EXCERPT PROVIDED →
────────────────────

Sharon: Oh wow, Mrs D. You look hilarious. You're gonna win for sure. Where'd you get that?

Kath: [Wearing an over-the-top 80's style pink outfit] Oh, from my wardrobe, Sharon. Costume?

Kim: Yeah, it's an 80's party.

Kath: Oh, no! Nobody told me! I would have put something funny on!

Cquote2
  • Dan Stark in The Good Guys lives and breathes this trope. To him, the whole world still works like it did in Eighties cop action shows. At times, he seems to make the world around him work this way by sheer force of will.


Music[]

  • Bowling for Soup's song "1985" is about a middle-aged soccer mom who refuses to accept the fact that The Eighties are long past.
  • There are many popular musicians out there who will do a "throwback" number every once in a while, but then there are also some musicians who make that their entire gimmick. Exhibit "A" would probably have to be Southern California's Big Bad Voodoo Daddy, who not only refused to acknowledge that swing music went out of fashion in the late 1950s, but actually succeeded in hauling it back into the mainstream media for a short while.
    • While there are people who dislike music (or certain genre of music) made after a certain year, there are others who perform in styles that have since long fallen out of favor except by their hardcore fans, not as a gimmick but as a core part of their style because they are uncomfortable with newer styles or dislike the newer, updated sounds. One example was, toward the end of his career (and, as it turned out, life) was country singer Faron Young. "The Singing Sherriff" (as he was known to his fans), Young — a hardcore honky-tonk singer who occasionally added elements of pop music into his material — enjoyed the peak of his popularity from the mid-1950s through mid-1970s, after which radio began turning toward younger acts. Young, as the story goes, did not take kindly to the changes in the music he loved, and his sound (rooted mostly in the 1960s) was beginning to sound dated with his new material recorded in the 1980s. Young grew increasing bitter and held closer to his sound by the early 1990s, when a bright young country star named Garth Brooks set new records for sales and concert attendance ... and not always with sounds that were even remotely considered country, and certainly what Young perceived to be the true sound of country; Young was outspoken about his criticisms about Brooks and others, but few were listening or even interested in his opinions by now. In December 1996, with health problems and his increasingly bitter attitudes toward country music and life in general setting in, he took his life.

────────────────────

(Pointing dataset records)
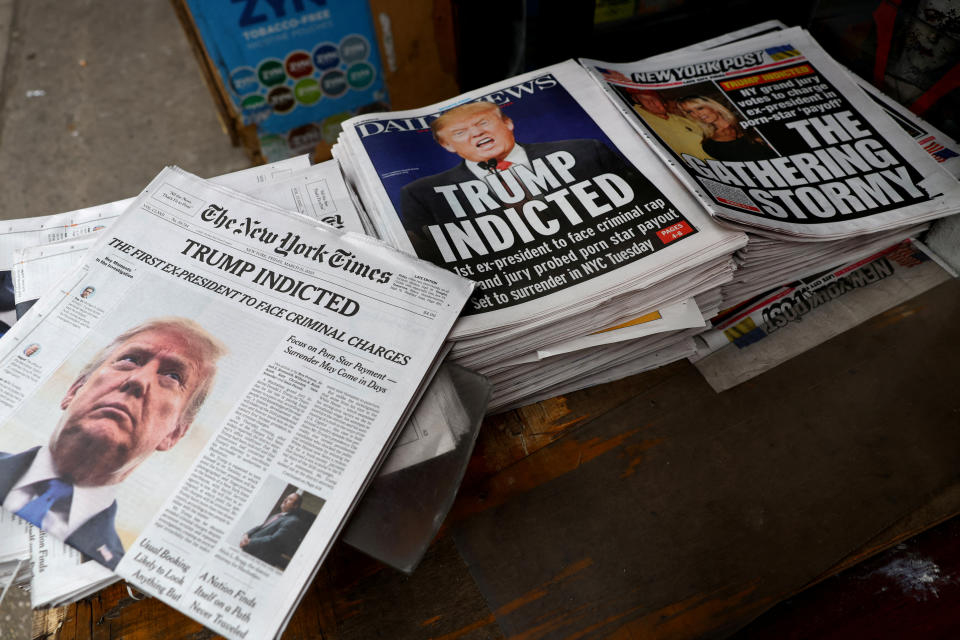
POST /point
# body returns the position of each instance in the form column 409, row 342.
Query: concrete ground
column 96, row 97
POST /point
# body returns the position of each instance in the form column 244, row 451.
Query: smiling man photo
column 484, row 139
column 138, row 395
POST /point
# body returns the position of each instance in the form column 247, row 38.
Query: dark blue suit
column 275, row 542
column 95, row 534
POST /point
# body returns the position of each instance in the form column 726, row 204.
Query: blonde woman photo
column 723, row 137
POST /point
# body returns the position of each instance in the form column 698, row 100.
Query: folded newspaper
column 214, row 360
column 536, row 189
column 776, row 138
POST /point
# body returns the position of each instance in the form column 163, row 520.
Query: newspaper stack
column 211, row 360
column 537, row 190
column 775, row 138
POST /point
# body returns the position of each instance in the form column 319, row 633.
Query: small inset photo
column 276, row 522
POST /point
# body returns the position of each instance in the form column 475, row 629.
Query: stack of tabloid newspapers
column 570, row 221
column 202, row 372
column 775, row 138
column 591, row 259
column 198, row 402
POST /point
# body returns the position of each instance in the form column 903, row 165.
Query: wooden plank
column 691, row 512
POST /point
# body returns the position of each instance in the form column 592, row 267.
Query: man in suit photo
column 276, row 540
column 138, row 395
column 484, row 139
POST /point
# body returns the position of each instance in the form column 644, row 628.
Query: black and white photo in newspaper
column 231, row 351
column 772, row 134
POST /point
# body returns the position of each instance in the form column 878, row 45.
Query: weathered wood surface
column 653, row 507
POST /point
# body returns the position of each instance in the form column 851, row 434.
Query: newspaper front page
column 579, row 206
column 198, row 405
column 771, row 134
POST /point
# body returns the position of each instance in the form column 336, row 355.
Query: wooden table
column 654, row 507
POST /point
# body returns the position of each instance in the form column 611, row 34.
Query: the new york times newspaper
column 529, row 187
column 199, row 403
column 771, row 133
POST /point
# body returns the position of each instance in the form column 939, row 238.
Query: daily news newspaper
column 580, row 207
column 213, row 364
column 773, row 135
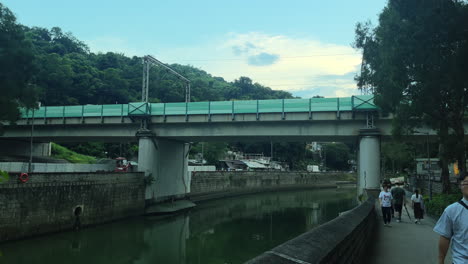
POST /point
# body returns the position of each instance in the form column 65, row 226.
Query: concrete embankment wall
column 49, row 202
column 55, row 167
column 342, row 240
column 219, row 184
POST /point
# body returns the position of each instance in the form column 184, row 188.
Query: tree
column 415, row 61
column 397, row 156
column 336, row 155
column 16, row 68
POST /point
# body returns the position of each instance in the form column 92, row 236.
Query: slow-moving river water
column 224, row 231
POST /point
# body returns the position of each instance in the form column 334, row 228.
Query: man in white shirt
column 453, row 227
column 385, row 198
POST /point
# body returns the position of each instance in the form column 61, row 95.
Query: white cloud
column 304, row 67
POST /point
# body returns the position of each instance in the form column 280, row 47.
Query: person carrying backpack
column 453, row 227
column 398, row 195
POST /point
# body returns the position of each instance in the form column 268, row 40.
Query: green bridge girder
column 338, row 104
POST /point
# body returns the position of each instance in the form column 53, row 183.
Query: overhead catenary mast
column 148, row 61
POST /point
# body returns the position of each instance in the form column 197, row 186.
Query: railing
column 353, row 103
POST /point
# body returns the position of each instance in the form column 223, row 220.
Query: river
column 227, row 231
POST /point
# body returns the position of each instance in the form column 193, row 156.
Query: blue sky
column 300, row 46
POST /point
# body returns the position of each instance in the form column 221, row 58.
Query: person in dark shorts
column 417, row 199
column 385, row 198
column 398, row 195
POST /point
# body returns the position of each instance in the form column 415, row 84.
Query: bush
column 439, row 202
column 60, row 152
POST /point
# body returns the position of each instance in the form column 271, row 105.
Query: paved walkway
column 405, row 242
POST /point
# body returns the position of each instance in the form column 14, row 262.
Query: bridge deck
column 353, row 103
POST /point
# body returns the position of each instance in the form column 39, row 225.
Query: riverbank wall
column 222, row 184
column 342, row 240
column 52, row 202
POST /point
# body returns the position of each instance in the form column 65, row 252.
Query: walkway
column 405, row 242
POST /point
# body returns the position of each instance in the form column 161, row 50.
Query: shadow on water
column 223, row 231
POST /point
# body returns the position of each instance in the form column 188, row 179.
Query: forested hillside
column 68, row 74
column 55, row 68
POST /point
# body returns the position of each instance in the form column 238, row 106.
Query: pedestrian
column 453, row 227
column 416, row 200
column 399, row 200
column 385, row 198
column 392, row 186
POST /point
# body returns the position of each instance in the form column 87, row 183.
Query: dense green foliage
column 63, row 71
column 440, row 201
column 4, row 176
column 17, row 69
column 415, row 61
column 60, row 152
column 337, row 156
column 70, row 74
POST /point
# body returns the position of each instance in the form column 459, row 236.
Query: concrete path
column 405, row 242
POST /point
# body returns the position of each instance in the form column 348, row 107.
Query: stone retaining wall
column 342, row 240
column 224, row 181
column 49, row 202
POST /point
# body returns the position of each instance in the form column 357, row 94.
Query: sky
column 300, row 46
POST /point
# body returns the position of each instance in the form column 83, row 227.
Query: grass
column 60, row 152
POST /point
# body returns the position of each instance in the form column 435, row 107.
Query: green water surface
column 224, row 231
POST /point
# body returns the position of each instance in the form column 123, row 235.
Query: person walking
column 398, row 195
column 385, row 198
column 416, row 200
column 453, row 227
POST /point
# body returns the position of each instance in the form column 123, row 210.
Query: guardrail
column 353, row 103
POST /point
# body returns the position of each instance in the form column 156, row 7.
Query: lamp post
column 31, row 144
column 428, row 162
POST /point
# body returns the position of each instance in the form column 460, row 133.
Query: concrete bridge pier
column 369, row 160
column 166, row 161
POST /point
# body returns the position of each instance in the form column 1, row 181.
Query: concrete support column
column 166, row 161
column 369, row 160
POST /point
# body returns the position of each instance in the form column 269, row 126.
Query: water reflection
column 224, row 231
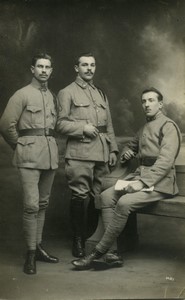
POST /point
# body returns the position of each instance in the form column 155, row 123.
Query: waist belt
column 147, row 161
column 37, row 132
column 102, row 129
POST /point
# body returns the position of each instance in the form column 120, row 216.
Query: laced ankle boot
column 87, row 262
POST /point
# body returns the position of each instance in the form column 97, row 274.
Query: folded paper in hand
column 121, row 184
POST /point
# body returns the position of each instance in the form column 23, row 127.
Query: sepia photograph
column 92, row 149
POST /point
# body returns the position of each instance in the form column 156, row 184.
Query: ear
column 32, row 69
column 161, row 104
column 76, row 68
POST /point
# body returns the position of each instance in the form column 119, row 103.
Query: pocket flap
column 33, row 108
column 81, row 103
column 26, row 140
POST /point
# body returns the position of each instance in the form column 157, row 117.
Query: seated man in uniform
column 157, row 145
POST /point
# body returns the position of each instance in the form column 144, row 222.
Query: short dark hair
column 86, row 54
column 152, row 89
column 40, row 55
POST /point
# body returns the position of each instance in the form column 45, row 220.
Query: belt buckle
column 46, row 131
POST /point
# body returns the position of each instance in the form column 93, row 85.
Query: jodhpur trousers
column 117, row 208
column 36, row 186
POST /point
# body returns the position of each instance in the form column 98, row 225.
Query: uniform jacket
column 158, row 138
column 81, row 103
column 31, row 107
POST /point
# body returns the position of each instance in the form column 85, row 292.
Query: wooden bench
column 172, row 207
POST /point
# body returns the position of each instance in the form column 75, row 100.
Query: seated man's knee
column 123, row 206
column 107, row 197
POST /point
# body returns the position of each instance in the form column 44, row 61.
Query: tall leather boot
column 77, row 219
column 30, row 263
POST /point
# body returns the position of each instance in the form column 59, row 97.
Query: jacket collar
column 158, row 115
column 36, row 84
column 83, row 84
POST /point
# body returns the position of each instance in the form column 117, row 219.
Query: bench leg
column 128, row 239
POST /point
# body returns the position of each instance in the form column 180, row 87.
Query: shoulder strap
column 54, row 99
column 102, row 93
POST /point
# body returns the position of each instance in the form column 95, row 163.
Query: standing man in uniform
column 157, row 145
column 84, row 116
column 28, row 125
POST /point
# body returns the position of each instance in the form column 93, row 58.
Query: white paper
column 121, row 184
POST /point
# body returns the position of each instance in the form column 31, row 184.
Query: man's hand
column 127, row 155
column 112, row 159
column 90, row 130
column 134, row 187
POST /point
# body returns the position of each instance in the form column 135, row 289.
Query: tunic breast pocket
column 80, row 110
column 35, row 114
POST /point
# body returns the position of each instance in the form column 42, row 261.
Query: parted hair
column 152, row 89
column 40, row 55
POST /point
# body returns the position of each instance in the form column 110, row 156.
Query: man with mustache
column 157, row 145
column 84, row 116
column 27, row 125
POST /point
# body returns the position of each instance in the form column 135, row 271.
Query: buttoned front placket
column 47, row 117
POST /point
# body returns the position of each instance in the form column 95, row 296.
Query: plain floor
column 155, row 271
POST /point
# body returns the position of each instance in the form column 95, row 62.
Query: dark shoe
column 42, row 255
column 87, row 262
column 30, row 263
column 113, row 260
column 78, row 247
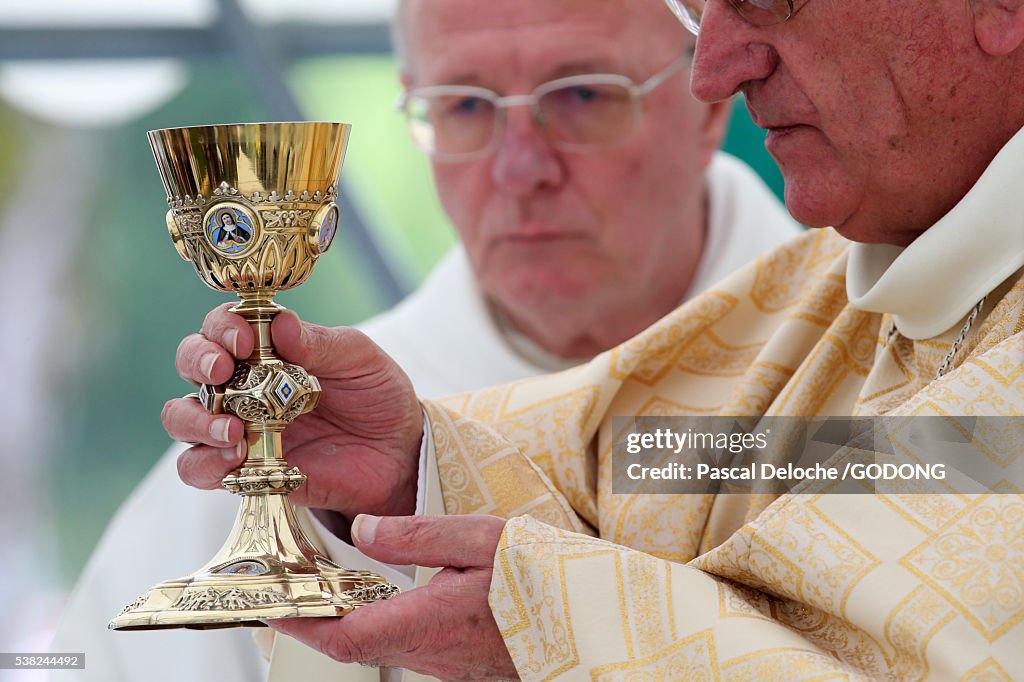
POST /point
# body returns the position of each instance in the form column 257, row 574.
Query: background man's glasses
column 463, row 122
column 758, row 12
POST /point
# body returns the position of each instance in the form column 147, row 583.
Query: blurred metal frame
column 260, row 51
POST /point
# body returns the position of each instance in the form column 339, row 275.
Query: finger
column 203, row 361
column 370, row 634
column 461, row 542
column 338, row 351
column 229, row 330
column 187, row 421
column 204, row 466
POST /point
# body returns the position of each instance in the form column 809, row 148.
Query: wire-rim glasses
column 585, row 112
column 758, row 12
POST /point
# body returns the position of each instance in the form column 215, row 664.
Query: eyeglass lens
column 581, row 115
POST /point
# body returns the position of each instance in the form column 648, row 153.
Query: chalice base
column 266, row 569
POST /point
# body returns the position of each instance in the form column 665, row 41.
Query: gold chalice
column 252, row 206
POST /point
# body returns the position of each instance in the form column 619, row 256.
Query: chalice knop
column 252, row 207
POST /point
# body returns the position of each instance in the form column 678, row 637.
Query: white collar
column 934, row 283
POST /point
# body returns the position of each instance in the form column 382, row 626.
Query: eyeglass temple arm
column 660, row 77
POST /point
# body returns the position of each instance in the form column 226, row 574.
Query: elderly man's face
column 870, row 108
column 545, row 226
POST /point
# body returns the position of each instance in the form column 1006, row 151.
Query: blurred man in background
column 590, row 199
column 901, row 125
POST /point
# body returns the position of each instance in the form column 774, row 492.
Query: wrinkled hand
column 359, row 448
column 444, row 628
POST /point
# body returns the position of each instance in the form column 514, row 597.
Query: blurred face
column 871, row 109
column 549, row 227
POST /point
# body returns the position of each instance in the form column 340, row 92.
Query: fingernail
column 231, row 338
column 218, row 429
column 207, row 364
column 365, row 528
column 231, row 455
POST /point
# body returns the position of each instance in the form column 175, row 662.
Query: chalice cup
column 252, row 207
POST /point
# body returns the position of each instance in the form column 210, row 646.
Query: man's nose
column 730, row 51
column 525, row 159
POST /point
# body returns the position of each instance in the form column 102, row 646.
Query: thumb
column 326, row 351
column 460, row 542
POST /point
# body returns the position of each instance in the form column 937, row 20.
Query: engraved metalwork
column 230, row 599
column 252, row 207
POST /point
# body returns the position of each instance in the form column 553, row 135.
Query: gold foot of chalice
column 253, row 208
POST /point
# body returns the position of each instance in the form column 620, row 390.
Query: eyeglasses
column 758, row 12
column 463, row 122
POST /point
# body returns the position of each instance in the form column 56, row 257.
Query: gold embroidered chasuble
column 589, row 584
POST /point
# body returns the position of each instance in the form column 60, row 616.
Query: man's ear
column 998, row 26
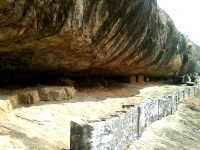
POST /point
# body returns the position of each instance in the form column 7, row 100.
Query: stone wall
column 118, row 130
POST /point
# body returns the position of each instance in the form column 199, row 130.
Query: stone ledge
column 10, row 99
column 119, row 130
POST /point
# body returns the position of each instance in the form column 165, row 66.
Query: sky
column 186, row 16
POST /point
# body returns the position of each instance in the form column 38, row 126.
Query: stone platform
column 118, row 130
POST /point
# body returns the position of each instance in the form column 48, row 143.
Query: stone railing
column 117, row 131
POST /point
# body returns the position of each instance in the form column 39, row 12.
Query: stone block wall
column 116, row 132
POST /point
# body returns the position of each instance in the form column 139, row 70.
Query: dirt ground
column 46, row 125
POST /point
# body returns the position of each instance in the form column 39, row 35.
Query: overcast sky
column 186, row 16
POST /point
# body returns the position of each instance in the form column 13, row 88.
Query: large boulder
column 90, row 37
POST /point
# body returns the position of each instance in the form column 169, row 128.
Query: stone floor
column 46, row 125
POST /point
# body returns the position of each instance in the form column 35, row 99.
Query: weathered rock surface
column 73, row 38
column 10, row 99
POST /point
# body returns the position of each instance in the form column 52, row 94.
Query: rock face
column 78, row 38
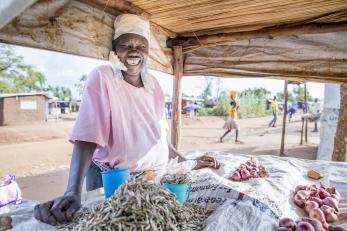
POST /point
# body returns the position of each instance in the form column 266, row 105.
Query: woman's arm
column 61, row 209
column 173, row 153
column 203, row 161
column 80, row 162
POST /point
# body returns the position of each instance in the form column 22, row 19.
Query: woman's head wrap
column 131, row 24
column 233, row 94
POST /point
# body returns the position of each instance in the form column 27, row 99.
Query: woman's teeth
column 133, row 61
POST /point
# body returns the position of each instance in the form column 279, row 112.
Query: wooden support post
column 177, row 97
column 285, row 94
column 302, row 131
column 340, row 144
column 306, row 110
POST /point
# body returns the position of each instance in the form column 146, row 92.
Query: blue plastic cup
column 112, row 179
column 182, row 191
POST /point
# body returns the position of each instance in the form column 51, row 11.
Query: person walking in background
column 291, row 112
column 274, row 106
column 232, row 119
column 316, row 113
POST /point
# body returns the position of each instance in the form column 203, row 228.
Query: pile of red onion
column 320, row 203
column 305, row 224
column 248, row 170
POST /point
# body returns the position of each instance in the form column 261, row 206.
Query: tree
column 15, row 76
column 258, row 91
column 61, row 93
column 81, row 84
column 291, row 97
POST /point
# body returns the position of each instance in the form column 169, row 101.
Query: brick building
column 22, row 108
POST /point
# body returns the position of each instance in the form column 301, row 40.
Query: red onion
column 332, row 202
column 316, row 213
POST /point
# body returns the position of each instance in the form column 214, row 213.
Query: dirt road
column 39, row 154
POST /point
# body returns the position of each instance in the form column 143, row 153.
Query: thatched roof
column 206, row 17
column 288, row 39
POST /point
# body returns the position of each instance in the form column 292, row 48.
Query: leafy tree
column 15, row 76
column 81, row 84
column 260, row 91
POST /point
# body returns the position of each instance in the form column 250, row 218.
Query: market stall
column 256, row 204
column 291, row 40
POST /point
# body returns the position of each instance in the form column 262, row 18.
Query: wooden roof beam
column 192, row 43
column 11, row 8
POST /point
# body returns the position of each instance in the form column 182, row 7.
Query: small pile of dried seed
column 141, row 205
column 176, row 178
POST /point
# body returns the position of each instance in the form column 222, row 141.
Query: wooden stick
column 302, row 131
column 190, row 43
column 284, row 117
column 177, row 97
column 306, row 110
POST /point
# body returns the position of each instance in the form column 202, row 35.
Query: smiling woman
column 121, row 122
column 132, row 50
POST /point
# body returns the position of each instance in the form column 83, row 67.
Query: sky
column 65, row 70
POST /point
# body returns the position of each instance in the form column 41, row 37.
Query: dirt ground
column 39, row 154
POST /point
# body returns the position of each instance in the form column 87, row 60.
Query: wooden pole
column 177, row 97
column 284, row 117
column 306, row 110
column 340, row 143
column 193, row 42
column 302, row 131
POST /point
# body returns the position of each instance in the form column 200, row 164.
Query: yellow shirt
column 232, row 113
column 274, row 105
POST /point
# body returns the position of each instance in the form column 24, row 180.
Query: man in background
column 316, row 111
column 232, row 122
column 274, row 107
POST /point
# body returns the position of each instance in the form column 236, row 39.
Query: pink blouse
column 127, row 123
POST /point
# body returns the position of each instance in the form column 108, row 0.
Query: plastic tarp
column 251, row 205
column 328, row 120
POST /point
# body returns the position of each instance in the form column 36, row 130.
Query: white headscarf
column 131, row 23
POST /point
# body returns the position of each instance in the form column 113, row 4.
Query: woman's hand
column 206, row 161
column 59, row 210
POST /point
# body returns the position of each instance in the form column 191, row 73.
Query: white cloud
column 65, row 70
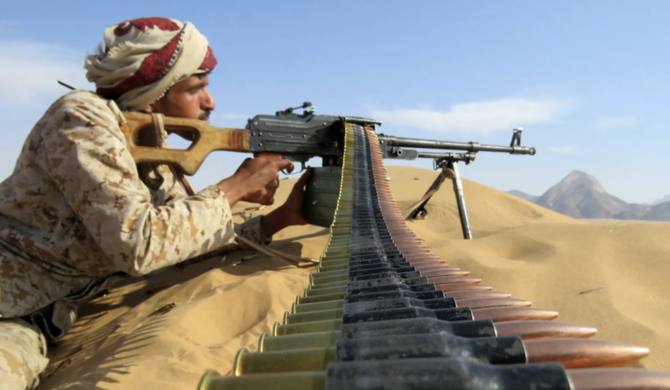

────────────────────

WORK INSTRUCTIONS →
A. In the trope write-up, what is the Bowling for Soup song "1985" about?
B. Pick up the trope write-up after its final sentence and continue it in the same style.

EXERCISE RESPONSES →
A. It is about a middle-aged soccer mom who refuses to accept that the Eighties are long past.

B.
    • While other older country singers have never grown as bitter as Young, singers such as George Jones and Merle Haggard have been outspoken about what they regard as non-traditional country sounds (i.e., adult contemporary and straight-ahead pop) encroaching on their sounds of country music; acts like Taylor Swift and Rascal Flatts, and more recently Lady Antebellum, have taken the brunt of that criticism. While Jones and Haggard continue to record new material that has been critically acclaimed, their sounds remain rooted in traditional sounds.


Newspaper Comics[]

  • Jon from Garfield is a fan of disco. In the animated special, "Garfield Gets a Life", he's not even aware that it isn't popular anymore. In 1991. ("You learn a dance, then zango! - 14 years later, they change it!")


Pro Wrestling[]

  • WWE tag team Deuce 'n Domino were a pair of '50s greaser throwbacks complete with pompadours, leather jackets, a valet who dresses in a poodle skirt (albeit much shorter than actual ones of the period) and rollerskates, an entrance that involves them driving out in a classic convertible, and a theme song that wouldn't be out of place on the Grease soundtrack. This got a brief subversion from play-by-play commentator Michael Cole, where he mentioned that they admitted in private with him that they realize it's not the '50s, but they like the look.
    • They may have been prescient when it comes to rollerskates, though. Roller derby is currently making a comeback in large to medium-sized American cities, complete with the "retro" pre-1990s skate style.
  • Long before Deuce 'n Domino, WCW had The Disco Inferno, whose gimmick was Exactly What It Says on the Tin. In his later years, in an attempt to be more current, he changed his name to Disqo. That didn't work very well.
    • Not nearly as entertaining as Disco Inferno, WCW attempted to cash in on the popularity of That 70s Show by turning Mike Awesome into "That 70s Guy".
    • And then, of course, there was Johnny B. Badd, wherein Marc Mero was done up in an almost perfect clone of Little Richard.
  • In 2010, Jay Lethal of TNA did a gimmick that entailed pretending to be "Macho Man" Randy Savage (including the wraparound shades and the Jive Turkey accent) and literally acting as if it were still The Eighties. The gimmick was dubbed "Black Machismo."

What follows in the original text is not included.